(Listed records)
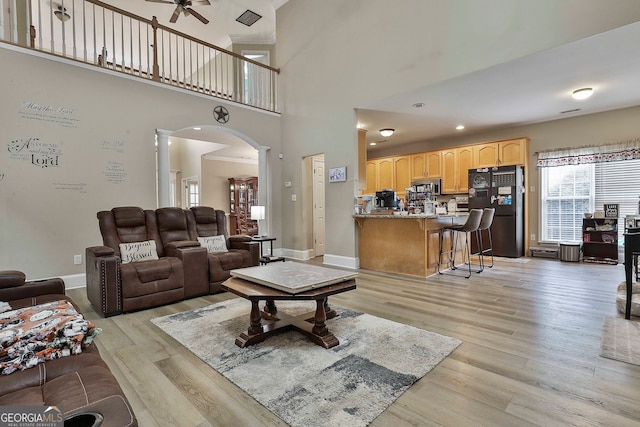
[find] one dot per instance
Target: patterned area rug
(302, 383)
(621, 340)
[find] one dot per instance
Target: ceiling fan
(184, 6)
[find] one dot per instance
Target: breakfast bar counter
(406, 244)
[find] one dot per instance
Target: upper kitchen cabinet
(380, 174)
(502, 153)
(401, 174)
(456, 163)
(426, 165)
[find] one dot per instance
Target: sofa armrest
(195, 264)
(248, 245)
(32, 289)
(104, 288)
(180, 244)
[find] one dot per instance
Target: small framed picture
(338, 174)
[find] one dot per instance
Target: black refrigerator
(501, 188)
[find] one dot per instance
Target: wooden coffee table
(318, 283)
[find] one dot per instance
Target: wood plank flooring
(530, 353)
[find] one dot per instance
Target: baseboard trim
(342, 261)
(75, 281)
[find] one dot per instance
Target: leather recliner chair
(242, 251)
(114, 287)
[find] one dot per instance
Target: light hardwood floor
(530, 353)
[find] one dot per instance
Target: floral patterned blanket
(32, 335)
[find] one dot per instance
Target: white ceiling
(533, 89)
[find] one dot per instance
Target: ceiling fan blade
(176, 14)
(200, 17)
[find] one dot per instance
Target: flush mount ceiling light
(248, 18)
(583, 93)
(61, 14)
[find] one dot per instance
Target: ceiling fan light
(61, 14)
(583, 93)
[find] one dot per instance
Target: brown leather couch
(184, 268)
(81, 384)
(177, 225)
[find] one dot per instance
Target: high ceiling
(532, 89)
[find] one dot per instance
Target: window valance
(625, 150)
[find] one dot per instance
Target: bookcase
(243, 193)
(600, 240)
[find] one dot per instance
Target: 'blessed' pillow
(214, 243)
(138, 251)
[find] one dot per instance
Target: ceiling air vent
(248, 18)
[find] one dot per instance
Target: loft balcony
(95, 33)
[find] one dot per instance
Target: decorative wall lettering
(64, 116)
(115, 172)
(41, 154)
(116, 145)
(80, 187)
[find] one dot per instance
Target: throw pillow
(214, 243)
(138, 251)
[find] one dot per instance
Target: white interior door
(318, 205)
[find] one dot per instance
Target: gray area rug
(621, 340)
(302, 383)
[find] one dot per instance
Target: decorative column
(263, 187)
(164, 174)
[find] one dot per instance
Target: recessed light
(583, 93)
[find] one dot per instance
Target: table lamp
(258, 214)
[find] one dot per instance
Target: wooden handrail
(157, 25)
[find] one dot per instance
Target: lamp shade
(257, 212)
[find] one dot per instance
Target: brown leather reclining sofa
(81, 384)
(183, 269)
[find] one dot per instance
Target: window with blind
(567, 192)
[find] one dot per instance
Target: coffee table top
(293, 277)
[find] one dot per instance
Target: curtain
(624, 150)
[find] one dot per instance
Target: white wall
(336, 56)
(98, 131)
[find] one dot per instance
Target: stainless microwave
(432, 186)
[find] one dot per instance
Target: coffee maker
(386, 199)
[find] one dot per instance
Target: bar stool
(470, 226)
(485, 224)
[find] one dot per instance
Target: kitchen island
(406, 244)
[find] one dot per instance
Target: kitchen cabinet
(243, 193)
(434, 163)
(501, 153)
(456, 163)
(401, 175)
(385, 173)
(600, 240)
(426, 165)
(372, 177)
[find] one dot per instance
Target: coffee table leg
(255, 325)
(270, 307)
(329, 312)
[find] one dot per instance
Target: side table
(266, 259)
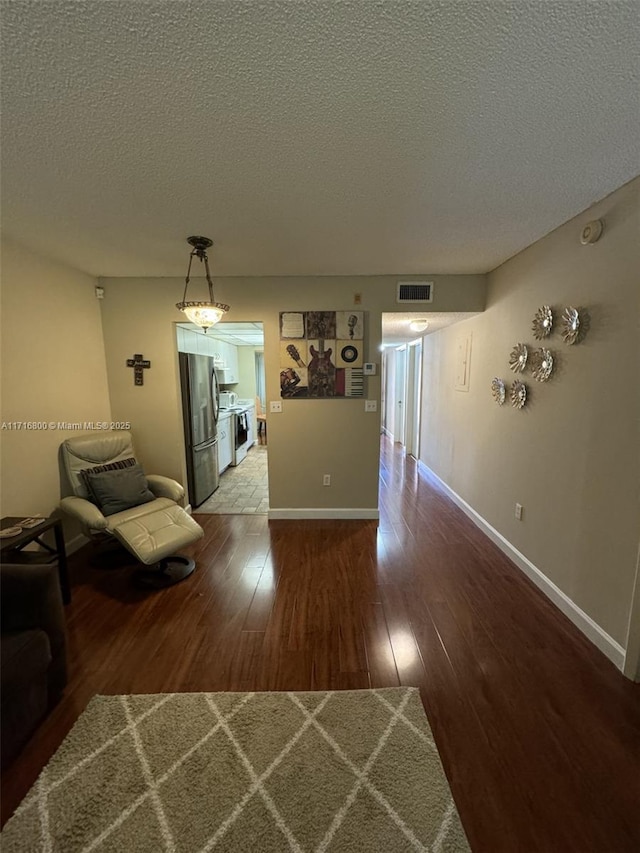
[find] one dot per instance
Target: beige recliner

(Assigned task) When you reach the line containing "Target: lamp shade" in the listing above, reproduce it and every line after it through the last, exactly; omit the pictures.

(Answer for this exercise)
Target: lamp shade
(257, 212)
[find] one dot per instance
Target: brown leather reclining sofa
(81, 384)
(183, 269)
[find] one dot per instance
Target: window with blind
(567, 192)
[find] one dot per instance
Target: coffee table top
(293, 277)
[find] one dot per instance
Target: curtain
(624, 150)
[find] one dot per instance
Target: white wall
(336, 56)
(98, 131)
[find] one dot per instance
Target: stainless microwave
(432, 186)
[find] one dot per instance
Target: coffee maker
(386, 199)
[find] one dot per instance
Target: bar stool
(470, 226)
(485, 224)
[find] one dot per instance
Target: kitchen island
(406, 244)
[find] one dot per instance
Target: kitchen cabinet
(243, 193)
(434, 163)
(501, 153)
(456, 163)
(401, 175)
(385, 173)
(600, 240)
(426, 165)
(372, 177)
[find] one dot per instance
Target: coffee table leg
(255, 325)
(270, 307)
(329, 312)
[find] one dot per instance
Target: side table
(266, 259)
[find] one dot per instance
Target: beige recliner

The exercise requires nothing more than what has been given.